### [TASK MATERIAL]
———

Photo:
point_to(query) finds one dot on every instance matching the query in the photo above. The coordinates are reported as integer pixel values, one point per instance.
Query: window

———

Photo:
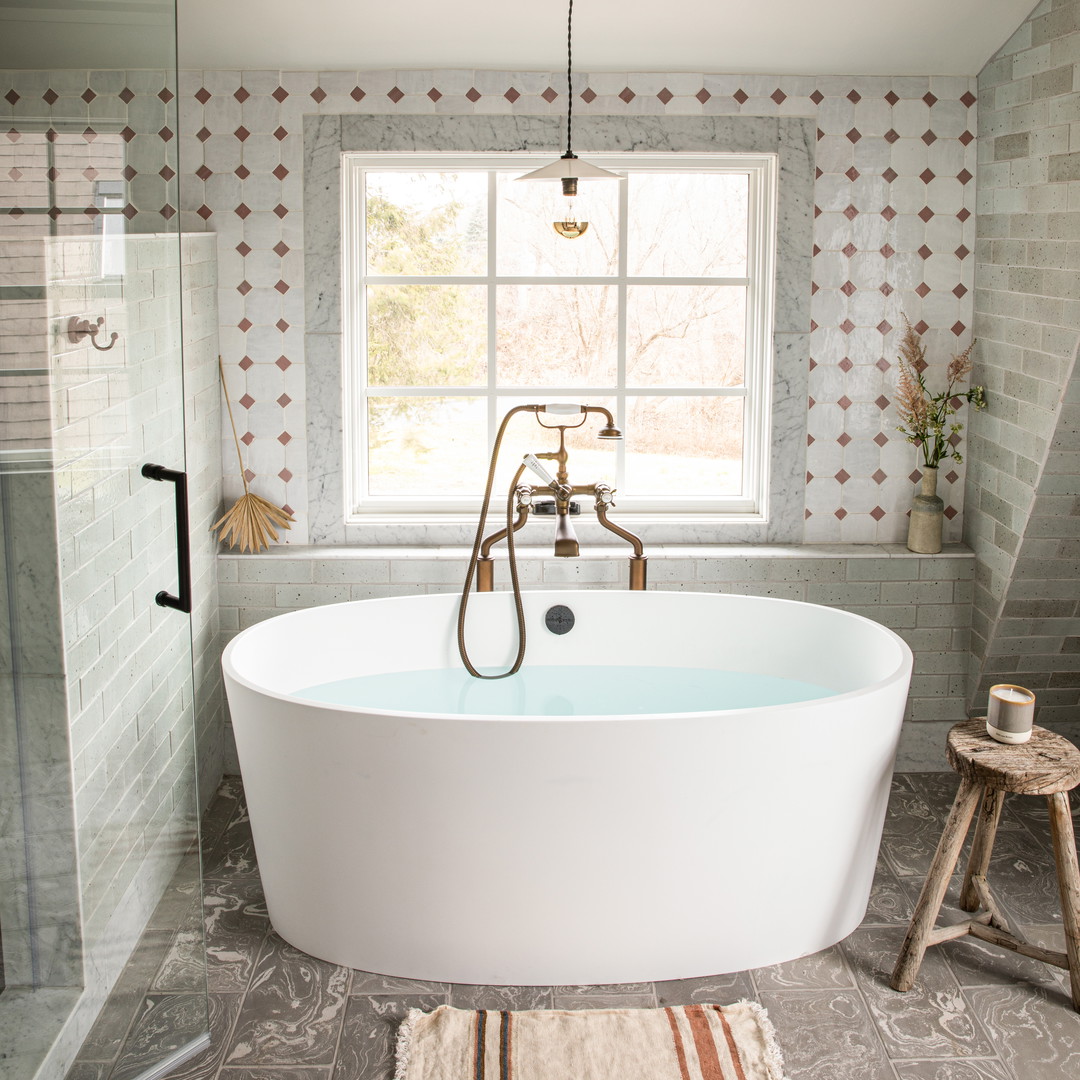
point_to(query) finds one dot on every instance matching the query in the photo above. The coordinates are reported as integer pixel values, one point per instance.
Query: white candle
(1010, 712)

———

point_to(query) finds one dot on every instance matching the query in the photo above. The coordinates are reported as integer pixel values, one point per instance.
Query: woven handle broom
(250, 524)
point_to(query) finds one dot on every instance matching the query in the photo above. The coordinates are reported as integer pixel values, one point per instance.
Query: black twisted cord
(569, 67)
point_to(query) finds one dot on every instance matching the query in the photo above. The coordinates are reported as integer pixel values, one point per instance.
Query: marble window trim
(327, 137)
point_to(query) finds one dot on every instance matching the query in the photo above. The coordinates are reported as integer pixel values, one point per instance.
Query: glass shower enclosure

———

### [WHAT YOU SHOULD DO]
Your reply is to repeat, unchanged, the lines above running from the one with "Query: marble window trim" up to and including the one with "Query: glass shower enclosure".

### [EXPECTED ANSWER]
Query: marble window trim
(327, 137)
point_to(query) finds one dot on every instance matching the query in the photo above. The coordinates are reported as integer pixel values, one point per instance.
Query: glass shower enclosure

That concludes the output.